◆ Exercise description ◆
Set the pictures aside and write down, exactly as they appear, the lines from the one containing "Reviewer note: every instance of the kitchen" through the end of the material.

-------- Exercise data --------

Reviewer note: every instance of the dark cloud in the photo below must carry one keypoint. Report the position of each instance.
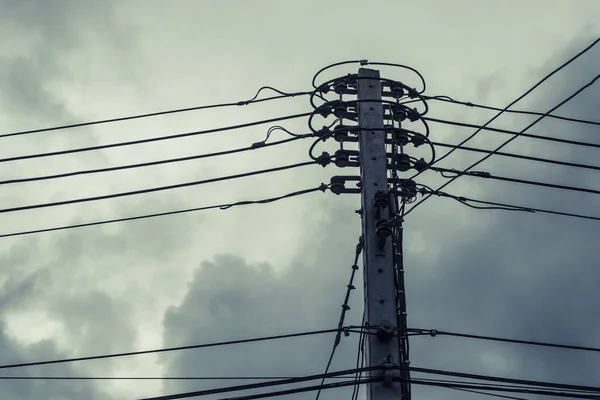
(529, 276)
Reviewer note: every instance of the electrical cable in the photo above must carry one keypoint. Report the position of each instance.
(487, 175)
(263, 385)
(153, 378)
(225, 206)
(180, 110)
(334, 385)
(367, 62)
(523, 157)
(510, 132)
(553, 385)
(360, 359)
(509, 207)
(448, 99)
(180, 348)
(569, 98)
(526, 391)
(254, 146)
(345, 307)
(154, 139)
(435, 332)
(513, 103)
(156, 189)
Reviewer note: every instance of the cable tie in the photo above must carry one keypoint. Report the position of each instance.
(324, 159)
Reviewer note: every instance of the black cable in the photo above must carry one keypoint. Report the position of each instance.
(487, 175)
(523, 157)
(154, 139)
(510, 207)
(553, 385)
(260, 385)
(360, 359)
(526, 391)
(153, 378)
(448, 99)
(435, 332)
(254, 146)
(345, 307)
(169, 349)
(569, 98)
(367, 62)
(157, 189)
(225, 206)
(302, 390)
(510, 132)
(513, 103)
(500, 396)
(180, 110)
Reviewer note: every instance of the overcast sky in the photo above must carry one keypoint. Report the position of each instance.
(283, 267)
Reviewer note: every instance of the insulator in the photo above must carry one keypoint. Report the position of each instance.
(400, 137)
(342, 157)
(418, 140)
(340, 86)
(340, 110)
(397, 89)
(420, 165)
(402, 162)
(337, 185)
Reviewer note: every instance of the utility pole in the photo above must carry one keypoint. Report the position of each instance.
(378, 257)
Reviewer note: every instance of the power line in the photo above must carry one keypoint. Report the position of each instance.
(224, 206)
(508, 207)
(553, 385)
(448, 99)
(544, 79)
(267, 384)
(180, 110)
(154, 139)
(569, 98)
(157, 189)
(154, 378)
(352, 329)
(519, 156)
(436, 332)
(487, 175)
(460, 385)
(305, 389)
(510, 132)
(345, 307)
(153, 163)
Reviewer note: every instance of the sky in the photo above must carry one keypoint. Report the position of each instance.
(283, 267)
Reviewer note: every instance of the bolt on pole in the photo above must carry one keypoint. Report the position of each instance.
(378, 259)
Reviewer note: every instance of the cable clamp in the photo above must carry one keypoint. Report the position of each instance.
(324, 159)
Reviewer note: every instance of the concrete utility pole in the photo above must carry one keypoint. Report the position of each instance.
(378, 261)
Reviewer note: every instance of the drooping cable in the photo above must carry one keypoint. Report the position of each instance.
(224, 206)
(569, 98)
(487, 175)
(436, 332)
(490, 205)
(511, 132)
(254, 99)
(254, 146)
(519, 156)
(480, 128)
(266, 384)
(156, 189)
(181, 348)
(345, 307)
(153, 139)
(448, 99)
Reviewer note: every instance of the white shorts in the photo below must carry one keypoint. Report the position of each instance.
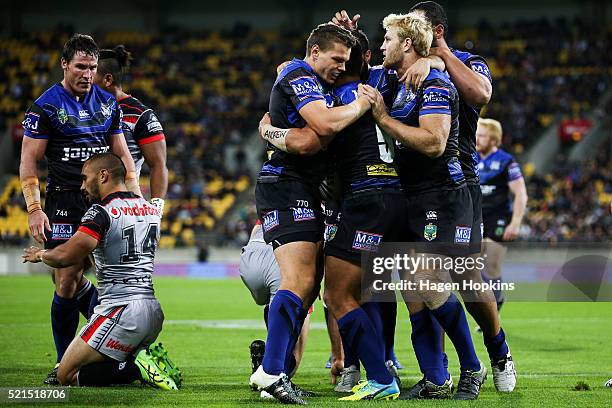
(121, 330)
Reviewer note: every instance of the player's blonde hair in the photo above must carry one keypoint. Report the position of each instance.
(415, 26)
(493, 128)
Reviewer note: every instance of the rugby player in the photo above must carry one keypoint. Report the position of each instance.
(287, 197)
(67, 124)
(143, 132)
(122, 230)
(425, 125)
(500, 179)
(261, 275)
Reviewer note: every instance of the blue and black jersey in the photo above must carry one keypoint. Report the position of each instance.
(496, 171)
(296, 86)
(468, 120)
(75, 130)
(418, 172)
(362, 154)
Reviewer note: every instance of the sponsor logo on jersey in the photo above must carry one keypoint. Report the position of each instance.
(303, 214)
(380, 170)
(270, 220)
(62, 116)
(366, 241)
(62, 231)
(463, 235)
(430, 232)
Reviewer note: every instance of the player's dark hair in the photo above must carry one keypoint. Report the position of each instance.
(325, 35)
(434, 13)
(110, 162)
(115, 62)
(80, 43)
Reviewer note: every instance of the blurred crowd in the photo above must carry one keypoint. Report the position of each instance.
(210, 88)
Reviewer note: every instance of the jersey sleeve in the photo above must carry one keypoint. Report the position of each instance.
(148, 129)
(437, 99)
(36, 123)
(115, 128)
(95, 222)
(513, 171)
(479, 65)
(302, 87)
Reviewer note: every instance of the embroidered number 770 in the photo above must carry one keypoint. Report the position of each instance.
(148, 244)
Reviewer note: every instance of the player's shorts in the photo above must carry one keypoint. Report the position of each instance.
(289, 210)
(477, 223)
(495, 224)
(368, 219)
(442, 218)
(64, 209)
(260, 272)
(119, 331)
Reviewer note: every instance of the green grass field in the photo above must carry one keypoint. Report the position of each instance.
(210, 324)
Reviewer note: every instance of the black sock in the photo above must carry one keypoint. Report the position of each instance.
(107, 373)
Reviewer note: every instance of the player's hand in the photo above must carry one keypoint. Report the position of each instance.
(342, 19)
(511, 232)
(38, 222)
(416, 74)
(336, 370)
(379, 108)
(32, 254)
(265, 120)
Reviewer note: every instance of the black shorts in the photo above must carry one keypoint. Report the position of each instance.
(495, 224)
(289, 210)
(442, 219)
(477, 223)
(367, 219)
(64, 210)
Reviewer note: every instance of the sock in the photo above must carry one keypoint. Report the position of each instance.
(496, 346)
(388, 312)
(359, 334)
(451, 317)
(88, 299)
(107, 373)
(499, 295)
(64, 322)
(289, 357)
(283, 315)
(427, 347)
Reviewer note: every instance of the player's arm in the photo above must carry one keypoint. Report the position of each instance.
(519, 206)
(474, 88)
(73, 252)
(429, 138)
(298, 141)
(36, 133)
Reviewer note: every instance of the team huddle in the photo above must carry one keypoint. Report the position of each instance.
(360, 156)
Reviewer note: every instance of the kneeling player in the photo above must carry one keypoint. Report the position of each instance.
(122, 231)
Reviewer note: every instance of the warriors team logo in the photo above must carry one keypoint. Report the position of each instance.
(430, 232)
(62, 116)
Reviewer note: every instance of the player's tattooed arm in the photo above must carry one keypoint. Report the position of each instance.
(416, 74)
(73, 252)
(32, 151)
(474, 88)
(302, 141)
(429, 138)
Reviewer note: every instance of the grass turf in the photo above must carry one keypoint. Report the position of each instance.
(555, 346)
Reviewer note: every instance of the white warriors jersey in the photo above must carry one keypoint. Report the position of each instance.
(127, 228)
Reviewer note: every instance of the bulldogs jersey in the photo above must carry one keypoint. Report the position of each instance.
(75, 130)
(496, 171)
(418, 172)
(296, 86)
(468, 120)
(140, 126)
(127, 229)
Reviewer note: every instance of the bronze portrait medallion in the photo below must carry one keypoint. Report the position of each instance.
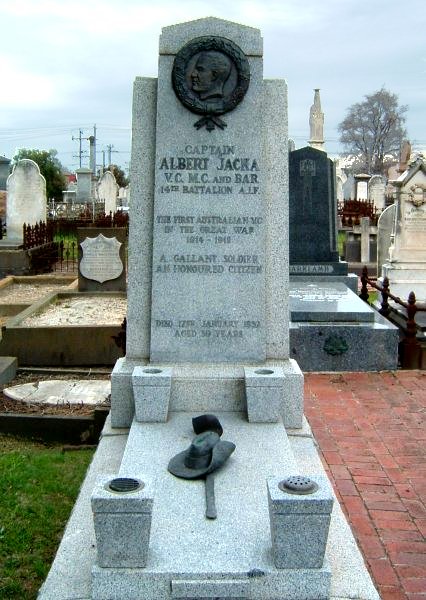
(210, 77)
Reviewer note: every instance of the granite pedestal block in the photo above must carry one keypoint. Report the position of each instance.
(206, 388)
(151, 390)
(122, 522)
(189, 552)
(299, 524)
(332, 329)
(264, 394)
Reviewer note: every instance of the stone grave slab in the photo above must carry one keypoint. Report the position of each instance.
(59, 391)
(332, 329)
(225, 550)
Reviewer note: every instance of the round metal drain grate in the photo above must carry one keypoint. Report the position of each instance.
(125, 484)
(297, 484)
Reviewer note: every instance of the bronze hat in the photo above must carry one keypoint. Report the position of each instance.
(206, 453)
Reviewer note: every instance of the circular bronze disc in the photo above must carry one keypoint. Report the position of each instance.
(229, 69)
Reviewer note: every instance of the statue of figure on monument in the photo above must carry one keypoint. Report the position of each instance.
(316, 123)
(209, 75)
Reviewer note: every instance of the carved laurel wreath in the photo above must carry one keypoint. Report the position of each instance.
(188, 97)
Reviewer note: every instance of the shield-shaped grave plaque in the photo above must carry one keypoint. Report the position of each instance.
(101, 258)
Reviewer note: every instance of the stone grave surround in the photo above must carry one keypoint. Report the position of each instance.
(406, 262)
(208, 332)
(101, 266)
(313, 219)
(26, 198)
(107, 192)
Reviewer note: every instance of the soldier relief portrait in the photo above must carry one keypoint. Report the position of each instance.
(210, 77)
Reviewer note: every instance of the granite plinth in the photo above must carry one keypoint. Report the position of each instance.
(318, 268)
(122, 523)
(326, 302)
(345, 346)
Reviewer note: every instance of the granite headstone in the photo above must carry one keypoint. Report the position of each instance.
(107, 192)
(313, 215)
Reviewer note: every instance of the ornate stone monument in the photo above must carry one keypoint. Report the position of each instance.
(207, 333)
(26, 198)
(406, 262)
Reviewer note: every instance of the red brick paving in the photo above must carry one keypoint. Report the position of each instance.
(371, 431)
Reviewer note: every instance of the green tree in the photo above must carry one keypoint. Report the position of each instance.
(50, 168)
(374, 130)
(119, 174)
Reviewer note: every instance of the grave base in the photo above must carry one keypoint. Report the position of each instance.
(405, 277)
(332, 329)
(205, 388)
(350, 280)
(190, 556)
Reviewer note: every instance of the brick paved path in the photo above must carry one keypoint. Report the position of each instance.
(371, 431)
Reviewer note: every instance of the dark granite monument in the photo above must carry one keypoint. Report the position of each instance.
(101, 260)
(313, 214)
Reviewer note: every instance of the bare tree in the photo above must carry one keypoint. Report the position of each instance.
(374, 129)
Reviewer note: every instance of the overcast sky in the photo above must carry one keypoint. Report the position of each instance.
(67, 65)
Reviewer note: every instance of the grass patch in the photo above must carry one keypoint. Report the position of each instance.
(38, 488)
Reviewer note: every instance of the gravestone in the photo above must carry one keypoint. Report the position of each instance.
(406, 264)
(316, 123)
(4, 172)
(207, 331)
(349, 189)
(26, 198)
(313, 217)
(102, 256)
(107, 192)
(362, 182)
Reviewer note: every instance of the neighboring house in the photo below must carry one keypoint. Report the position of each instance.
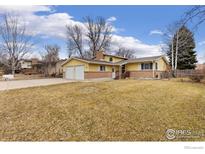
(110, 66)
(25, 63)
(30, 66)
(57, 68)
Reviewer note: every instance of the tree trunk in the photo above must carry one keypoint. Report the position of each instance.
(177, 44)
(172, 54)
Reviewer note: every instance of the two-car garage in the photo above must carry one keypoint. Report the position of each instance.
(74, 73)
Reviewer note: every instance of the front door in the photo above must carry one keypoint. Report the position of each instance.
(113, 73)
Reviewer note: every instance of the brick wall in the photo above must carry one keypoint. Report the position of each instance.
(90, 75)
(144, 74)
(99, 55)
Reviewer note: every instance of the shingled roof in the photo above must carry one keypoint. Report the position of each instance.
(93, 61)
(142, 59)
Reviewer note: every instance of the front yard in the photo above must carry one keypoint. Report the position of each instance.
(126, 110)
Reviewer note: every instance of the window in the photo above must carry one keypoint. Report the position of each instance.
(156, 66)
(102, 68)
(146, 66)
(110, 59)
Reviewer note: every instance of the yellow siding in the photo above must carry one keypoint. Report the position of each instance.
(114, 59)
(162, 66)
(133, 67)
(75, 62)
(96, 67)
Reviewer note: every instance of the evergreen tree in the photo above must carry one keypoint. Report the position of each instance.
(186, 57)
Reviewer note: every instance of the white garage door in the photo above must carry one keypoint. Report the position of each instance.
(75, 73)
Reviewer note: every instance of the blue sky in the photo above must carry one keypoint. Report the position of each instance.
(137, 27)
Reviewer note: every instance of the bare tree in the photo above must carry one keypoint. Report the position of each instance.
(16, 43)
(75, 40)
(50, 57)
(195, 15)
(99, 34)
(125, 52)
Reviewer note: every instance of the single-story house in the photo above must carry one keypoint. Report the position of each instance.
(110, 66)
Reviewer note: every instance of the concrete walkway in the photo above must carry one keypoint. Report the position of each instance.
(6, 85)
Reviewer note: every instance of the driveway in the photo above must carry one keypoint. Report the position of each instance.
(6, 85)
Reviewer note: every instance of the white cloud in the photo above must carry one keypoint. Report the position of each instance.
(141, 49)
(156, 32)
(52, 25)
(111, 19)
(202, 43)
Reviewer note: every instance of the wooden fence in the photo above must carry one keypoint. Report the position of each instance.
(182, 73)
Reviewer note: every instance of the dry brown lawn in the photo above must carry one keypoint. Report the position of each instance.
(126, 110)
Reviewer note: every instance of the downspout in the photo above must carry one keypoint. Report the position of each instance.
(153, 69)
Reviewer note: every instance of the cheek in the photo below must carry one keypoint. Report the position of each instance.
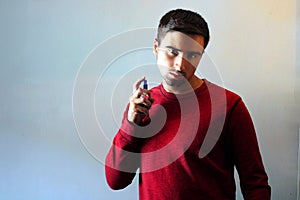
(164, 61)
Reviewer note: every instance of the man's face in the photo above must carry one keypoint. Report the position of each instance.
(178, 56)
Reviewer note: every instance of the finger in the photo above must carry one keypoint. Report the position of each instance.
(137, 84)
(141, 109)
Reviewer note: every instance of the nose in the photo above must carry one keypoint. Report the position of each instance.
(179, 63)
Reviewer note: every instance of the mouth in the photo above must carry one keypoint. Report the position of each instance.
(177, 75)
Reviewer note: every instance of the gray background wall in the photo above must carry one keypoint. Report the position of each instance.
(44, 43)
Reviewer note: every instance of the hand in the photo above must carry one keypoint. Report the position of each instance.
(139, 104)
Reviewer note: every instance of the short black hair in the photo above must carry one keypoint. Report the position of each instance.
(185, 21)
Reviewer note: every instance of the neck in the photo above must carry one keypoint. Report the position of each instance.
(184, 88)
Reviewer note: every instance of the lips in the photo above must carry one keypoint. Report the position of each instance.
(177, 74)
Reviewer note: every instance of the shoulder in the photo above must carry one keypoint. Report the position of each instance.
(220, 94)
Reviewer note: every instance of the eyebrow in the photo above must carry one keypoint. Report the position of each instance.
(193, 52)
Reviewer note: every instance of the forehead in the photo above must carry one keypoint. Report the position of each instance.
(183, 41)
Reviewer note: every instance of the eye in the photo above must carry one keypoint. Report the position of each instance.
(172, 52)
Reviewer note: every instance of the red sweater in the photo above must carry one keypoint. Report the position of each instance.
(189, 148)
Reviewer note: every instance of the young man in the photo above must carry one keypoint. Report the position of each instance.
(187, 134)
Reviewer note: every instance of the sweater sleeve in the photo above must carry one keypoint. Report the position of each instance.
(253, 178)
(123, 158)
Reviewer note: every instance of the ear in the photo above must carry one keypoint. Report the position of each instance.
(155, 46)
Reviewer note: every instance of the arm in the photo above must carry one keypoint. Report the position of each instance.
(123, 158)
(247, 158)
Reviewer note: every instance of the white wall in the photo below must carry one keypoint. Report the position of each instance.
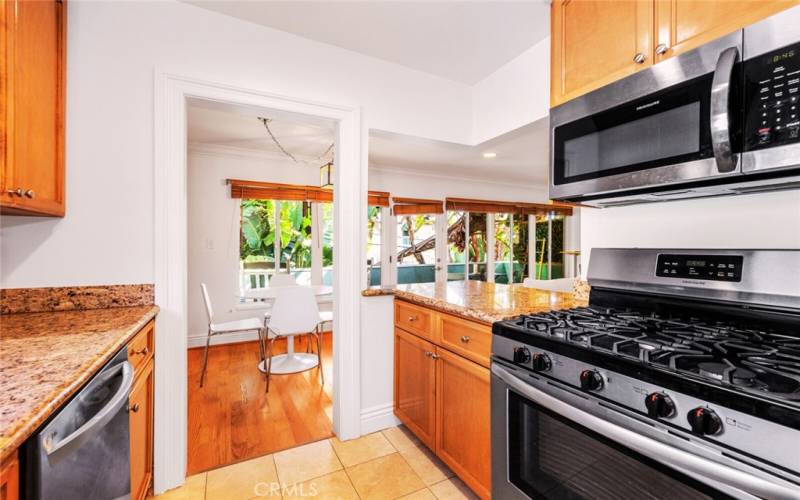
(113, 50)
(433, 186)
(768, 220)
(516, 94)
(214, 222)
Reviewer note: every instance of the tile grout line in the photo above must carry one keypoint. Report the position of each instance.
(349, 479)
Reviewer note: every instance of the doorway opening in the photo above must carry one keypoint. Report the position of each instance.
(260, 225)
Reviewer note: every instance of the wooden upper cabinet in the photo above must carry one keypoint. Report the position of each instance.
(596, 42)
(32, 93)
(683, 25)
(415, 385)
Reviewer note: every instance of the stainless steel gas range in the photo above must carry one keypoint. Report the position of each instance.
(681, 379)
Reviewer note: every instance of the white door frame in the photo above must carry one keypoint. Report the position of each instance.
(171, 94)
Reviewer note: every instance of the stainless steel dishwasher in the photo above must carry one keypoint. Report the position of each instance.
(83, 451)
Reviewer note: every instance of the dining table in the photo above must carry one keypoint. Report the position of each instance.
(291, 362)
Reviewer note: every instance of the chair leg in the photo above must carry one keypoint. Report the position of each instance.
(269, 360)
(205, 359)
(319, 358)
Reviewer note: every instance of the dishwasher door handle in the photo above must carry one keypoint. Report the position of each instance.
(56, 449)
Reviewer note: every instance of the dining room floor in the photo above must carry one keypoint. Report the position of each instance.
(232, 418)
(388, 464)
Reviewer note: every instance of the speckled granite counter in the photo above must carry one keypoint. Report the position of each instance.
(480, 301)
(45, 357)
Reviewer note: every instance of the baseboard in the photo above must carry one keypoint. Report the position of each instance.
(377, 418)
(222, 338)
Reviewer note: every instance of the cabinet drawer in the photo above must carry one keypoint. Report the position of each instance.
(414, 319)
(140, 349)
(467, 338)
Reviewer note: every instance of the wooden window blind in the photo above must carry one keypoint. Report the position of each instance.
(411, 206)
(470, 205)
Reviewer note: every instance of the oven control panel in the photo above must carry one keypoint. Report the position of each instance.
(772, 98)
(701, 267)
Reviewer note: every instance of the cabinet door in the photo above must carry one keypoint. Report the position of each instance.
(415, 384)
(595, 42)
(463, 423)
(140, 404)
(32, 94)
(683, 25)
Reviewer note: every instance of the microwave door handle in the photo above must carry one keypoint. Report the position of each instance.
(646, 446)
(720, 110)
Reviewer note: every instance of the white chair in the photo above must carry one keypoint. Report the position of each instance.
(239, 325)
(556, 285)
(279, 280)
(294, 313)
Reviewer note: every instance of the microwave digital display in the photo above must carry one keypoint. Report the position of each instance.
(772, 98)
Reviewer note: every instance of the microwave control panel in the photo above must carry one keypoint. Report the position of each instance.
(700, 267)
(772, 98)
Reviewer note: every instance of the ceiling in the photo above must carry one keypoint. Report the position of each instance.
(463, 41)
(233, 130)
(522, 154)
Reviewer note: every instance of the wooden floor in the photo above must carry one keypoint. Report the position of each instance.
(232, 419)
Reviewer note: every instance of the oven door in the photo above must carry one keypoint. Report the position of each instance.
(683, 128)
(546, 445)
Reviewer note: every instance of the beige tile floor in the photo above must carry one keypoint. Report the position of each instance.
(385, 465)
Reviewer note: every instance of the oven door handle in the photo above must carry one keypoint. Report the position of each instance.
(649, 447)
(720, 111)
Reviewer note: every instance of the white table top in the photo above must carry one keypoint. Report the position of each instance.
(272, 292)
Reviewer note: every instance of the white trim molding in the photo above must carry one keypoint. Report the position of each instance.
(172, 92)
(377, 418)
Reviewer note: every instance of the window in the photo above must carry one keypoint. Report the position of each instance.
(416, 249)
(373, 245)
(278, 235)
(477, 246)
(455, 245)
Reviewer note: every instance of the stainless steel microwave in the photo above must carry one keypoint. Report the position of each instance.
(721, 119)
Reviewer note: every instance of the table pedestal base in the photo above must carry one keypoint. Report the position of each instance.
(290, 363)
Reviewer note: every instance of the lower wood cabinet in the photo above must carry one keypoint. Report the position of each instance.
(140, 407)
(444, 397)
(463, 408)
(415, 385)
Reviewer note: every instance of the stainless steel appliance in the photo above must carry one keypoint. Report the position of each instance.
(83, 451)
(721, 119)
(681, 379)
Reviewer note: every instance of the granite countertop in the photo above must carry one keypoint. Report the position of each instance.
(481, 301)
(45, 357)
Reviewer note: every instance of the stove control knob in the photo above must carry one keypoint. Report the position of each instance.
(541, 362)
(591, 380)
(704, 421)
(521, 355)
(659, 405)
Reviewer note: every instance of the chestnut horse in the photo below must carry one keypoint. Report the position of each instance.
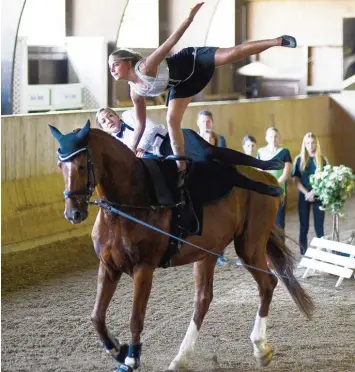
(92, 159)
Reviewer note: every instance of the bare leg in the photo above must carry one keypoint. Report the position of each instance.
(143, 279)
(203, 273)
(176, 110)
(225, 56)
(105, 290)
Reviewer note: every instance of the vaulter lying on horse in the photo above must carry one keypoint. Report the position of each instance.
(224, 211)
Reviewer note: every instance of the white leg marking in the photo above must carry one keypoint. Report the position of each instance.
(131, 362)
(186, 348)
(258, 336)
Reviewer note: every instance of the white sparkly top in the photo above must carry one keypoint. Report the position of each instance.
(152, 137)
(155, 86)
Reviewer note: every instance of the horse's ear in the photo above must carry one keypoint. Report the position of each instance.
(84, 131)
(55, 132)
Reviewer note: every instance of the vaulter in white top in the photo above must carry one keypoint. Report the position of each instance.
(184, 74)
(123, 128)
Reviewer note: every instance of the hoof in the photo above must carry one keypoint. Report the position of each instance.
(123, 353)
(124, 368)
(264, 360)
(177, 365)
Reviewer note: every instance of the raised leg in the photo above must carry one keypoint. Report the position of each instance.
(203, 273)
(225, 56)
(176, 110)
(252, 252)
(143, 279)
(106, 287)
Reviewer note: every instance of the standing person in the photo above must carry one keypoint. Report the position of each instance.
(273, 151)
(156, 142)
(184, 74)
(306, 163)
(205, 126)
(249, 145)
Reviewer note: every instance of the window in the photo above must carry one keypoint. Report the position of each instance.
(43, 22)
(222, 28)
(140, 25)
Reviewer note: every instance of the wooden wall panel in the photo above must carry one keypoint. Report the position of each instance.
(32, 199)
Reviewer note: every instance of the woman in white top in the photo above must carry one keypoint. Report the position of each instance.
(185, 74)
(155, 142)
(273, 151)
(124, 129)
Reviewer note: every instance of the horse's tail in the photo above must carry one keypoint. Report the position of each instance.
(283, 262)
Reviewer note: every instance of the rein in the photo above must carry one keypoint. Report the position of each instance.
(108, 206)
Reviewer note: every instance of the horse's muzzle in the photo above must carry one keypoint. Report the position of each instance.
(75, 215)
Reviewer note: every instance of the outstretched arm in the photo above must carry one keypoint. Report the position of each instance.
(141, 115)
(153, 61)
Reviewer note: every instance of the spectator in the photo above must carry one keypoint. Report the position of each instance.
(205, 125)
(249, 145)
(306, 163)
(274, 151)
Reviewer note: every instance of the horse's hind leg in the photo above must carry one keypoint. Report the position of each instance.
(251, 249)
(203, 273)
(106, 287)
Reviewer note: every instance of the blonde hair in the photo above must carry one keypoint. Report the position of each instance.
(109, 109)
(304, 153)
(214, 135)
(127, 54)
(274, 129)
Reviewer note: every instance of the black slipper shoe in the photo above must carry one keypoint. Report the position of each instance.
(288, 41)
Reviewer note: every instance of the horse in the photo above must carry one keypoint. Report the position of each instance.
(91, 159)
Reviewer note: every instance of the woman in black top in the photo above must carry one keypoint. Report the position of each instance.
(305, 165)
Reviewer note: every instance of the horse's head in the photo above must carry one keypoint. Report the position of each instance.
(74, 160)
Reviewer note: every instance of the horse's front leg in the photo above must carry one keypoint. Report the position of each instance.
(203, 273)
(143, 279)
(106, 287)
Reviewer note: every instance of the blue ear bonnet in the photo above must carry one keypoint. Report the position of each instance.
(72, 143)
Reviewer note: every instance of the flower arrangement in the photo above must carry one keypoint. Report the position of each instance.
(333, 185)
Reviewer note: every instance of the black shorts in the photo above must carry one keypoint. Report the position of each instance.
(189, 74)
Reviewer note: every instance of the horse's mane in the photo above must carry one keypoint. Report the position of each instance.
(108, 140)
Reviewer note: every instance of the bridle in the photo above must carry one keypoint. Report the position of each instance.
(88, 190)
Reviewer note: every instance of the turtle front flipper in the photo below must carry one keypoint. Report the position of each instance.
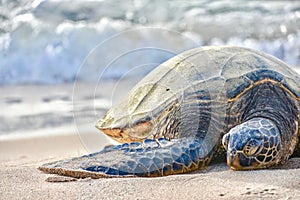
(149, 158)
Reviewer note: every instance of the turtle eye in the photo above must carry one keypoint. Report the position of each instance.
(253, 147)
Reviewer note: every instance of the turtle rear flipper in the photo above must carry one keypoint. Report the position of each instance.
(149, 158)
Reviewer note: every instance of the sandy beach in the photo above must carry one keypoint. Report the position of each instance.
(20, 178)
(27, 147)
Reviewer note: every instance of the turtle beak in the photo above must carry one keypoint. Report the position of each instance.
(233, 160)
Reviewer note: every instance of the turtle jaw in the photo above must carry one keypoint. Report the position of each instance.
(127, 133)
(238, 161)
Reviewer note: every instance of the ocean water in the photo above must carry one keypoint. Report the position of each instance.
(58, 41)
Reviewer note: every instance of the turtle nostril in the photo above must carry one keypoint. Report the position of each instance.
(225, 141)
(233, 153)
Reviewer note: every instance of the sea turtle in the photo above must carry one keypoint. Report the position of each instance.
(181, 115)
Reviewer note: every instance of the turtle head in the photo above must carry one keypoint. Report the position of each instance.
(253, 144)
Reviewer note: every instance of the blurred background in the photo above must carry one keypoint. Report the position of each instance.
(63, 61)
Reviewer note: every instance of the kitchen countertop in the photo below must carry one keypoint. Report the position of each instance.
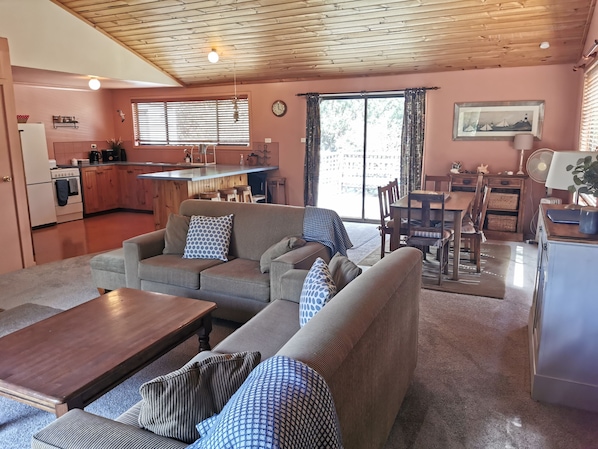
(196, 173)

--------

◆ Solution ◆
Reviewer note: every instance of the kitchen countertop in the photo below must carry one keypoint. Report the position of each instance.
(196, 173)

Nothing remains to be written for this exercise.